▶ _Problem to work on_
Starting from the line that contains "the rear wheel", reproduce each line exactly through the end of the material, and include no other lines.

▶ _Extracted data_
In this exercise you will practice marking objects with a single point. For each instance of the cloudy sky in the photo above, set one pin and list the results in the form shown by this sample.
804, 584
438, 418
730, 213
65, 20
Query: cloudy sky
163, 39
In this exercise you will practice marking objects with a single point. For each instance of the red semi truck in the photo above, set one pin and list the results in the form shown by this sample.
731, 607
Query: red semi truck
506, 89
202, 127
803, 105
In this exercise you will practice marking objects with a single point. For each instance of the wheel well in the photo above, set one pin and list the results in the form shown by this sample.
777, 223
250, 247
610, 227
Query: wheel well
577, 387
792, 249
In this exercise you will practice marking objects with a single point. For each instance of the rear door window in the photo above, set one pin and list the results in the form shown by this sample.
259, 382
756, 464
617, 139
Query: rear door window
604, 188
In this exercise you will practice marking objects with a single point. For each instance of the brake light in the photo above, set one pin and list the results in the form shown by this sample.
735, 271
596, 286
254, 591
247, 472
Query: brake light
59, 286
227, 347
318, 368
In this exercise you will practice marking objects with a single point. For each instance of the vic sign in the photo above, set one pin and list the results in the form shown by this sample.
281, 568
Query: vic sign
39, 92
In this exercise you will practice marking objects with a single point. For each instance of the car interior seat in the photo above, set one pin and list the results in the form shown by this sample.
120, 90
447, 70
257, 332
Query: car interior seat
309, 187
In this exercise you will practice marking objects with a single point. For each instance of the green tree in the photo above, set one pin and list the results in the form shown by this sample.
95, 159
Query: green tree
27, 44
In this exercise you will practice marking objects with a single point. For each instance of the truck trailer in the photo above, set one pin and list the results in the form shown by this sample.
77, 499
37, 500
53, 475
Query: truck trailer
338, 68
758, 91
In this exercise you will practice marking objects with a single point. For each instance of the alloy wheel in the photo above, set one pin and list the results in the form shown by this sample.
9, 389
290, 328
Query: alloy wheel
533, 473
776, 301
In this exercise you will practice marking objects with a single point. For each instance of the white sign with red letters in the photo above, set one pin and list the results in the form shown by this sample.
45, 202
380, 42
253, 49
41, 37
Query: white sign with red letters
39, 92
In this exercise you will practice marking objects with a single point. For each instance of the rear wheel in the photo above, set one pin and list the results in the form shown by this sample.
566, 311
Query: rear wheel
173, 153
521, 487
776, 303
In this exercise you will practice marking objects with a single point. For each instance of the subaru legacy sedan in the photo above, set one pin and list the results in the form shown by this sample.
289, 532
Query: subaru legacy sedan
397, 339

▶ _Written solution_
In this exercise you will practice marking objects with a single point. For each instance of the rear wheel in the photo above, set one pin and list the results in the form shown by this sample.
566, 311
Query: rear wheel
173, 153
521, 487
776, 303
In this exercise you will practice marking objects with a single point. For each instance of the subaru legacy sedan in the photo above, set one pin and list the results in the form shown by this sample.
289, 532
Query: subaru legacy sedan
397, 339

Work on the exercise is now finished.